ТЕКСТ |
_ _ _ _ _ _ _
Между тем Елизавета Петровна никак не могла решиться принять решительные меры против своего племянника. То собиралась она оставить престол малолетнему Павлу, то вспоминала ею же заключенного в крепость Иоанна Антоновича и склонна была сделать завещание в его пользу. Словом, она «заливалась слезами, жаловалась, что Бог дал ей такого наследника»[59], как Петр Федорович, но ничего не предпринимала. Так продолжалось до 25 декабря 1761 года, когда императрица скончалась и престол беспрепятственно перешел к Петру Федоровичу.
Семилетний Павел Петрович не был сделан императором. Но известные всем окружающим намерения Елизаветы Петровны создали над головой ребенка какой-то призрак короны, который впоследствии оказался для него источником бесконечных страданий. В глазах многих людей Павел, еще не умея того понимать, был уже почти императором. Имя его со дня на день могло стать лозунгом недовольных.
С этой минуты ему предстояло разделить неизбежно трагическую судьбу всех маленьких претендентов. Спасти его могла только воля матери, которой вскоре представился случай пожертвовать своей властью благополучию сына. Но Екатерина не сделала этого. Она и сама предпочла взглянуть на него, как на претендента.
Петр III недолго удержался на престоле. Все же за шесть месяцев своего царствования он успел с достаточной ясностью обнаружить свое отношение к Екатерине и ее сыну. Намерение его жениться на фрейлине Елизавете Романовне Воронцовой, объявить наследником Иоанна Антоновича[60], а жену свою и Павла заключить в крепость заставило Екатерину действовать без особенных проволочек{53}. Государственный переворот был решен. 29 июня 1762 года Петр III был схвачен и отвезен в Ропшу, а Екатерина провозглашена императрицею.
Общеизвестные подробности этого события для нас несущественны. Но на некоторых предшествовавших ему обстоятельствах необходимо остановиться. Имя Павла Петровича играло в них важную роль.
Незадолго до своей кончины императрица Елизавета решила изъять Павла из рук женщин. Воспитателем к нему был назначен граф Никита Иванович Панин, человек, сыгравший впоследствии роковую роль в судьбе своего воспитанника.
В числе вельмож, содействие которых Екатерине в совершении переворота было обеспечено, находился и Панин. Однако, в то время как одни из них, например Орловы и княгиня Дашкова, предполагали, возведя Екатерину на трон, вручить ей неограниченную власть, — Панин, вместе с Чернышевым и еще некоторыми лицами, считали, что переворот должен совершиться в пользу Павла Петровича; в их планах Екатерине отводилась гораздо более скромная роль регентши при малолетнем императоре.
_ _ _ _ _ _ _
ИСХОДНЫЕ ЗАПИСИ |
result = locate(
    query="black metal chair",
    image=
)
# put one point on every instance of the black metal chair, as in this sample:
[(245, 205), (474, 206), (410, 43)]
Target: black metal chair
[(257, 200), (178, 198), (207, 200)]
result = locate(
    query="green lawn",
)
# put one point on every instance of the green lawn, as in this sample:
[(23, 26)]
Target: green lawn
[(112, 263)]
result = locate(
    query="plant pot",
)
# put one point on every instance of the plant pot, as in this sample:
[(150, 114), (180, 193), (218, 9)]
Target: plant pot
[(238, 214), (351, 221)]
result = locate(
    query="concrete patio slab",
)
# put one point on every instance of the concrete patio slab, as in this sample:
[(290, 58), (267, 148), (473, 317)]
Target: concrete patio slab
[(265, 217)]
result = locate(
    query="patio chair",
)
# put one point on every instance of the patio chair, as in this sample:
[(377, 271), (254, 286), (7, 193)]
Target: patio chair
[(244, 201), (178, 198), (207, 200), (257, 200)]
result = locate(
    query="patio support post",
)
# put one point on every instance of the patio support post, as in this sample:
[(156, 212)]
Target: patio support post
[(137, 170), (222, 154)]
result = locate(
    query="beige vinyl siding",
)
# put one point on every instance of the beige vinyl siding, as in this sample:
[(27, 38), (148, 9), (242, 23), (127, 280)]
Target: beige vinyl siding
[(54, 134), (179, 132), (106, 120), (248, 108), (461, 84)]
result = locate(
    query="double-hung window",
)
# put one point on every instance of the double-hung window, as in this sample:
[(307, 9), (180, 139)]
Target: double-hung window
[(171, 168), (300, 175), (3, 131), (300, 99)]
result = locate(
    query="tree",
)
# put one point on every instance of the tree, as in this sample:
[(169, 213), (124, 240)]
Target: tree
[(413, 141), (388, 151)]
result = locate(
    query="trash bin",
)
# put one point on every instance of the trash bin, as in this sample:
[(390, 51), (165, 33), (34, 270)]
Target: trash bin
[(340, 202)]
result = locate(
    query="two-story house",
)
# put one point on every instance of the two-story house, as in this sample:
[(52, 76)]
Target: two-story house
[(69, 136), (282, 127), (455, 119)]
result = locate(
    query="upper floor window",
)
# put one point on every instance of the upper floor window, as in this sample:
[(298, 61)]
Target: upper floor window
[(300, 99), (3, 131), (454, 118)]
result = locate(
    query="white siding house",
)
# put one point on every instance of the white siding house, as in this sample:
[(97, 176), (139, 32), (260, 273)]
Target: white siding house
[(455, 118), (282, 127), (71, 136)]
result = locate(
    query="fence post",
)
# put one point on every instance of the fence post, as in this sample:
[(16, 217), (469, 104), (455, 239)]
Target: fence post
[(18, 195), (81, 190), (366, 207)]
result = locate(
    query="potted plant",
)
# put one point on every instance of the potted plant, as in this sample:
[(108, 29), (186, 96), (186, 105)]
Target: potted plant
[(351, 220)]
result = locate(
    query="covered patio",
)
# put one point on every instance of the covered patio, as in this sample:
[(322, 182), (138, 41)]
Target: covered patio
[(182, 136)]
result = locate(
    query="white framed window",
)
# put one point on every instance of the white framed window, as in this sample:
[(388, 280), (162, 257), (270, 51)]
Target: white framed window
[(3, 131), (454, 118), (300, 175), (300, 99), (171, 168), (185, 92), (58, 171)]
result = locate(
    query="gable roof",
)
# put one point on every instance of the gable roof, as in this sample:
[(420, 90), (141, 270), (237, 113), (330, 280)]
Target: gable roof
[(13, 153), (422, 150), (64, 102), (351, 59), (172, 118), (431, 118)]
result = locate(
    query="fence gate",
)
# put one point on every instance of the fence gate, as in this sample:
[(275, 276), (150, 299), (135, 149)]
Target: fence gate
_ _ _ _ _ _ _
ПОРЯДОК РАБОТЫ |
**a.** Перепишите без изменений отрывок из текста о Павле Петровиче. Начните с места, где стоят слова «Между тем Елизавета», и остановитесь после слов «стать лозунгом недовольных.».
**b.** Приведите все строки записей, в которых встречается слово «roof». Регистр букв учитывается.

ОТВЕТЫ ПО ПОРЯДКУ |
**a.**
Между тем Елизавета Петровна никак не могла решиться принять решительные меры против своего племянника. То собиралась она оставить престол малолетнему Павлу, то вспоминала ею же заключенного в крепость Иоанна Антоновича и склонна была сделать завещание в его пользу. Словом, она «заливалась слезами, жаловалась, что Бог дал ей такого наследника»[59], как Петр Федорович, но ничего не предпринимала. Так продолжалось до 25 декабря 1761 года, когда императрица скончалась и престол беспрепятственно перешел к Петру Федоровичу.
Семилетний Павел Петрович не был сделан императором. Но известные всем окружающим намерения Елизаветы Петровны создали над головой ребенка какой-то призрак короны, который впоследствии оказался для него источником бесконечных страданий. В глазах многих людей Павел, еще не умея того понимать, был уже почти императором. Имя его со дня на день могло стать лозунгом недовольных.

**b.**
    query="gable roof",
# put one point on every instance of the gable roof, as in this sample:
Target: gable roof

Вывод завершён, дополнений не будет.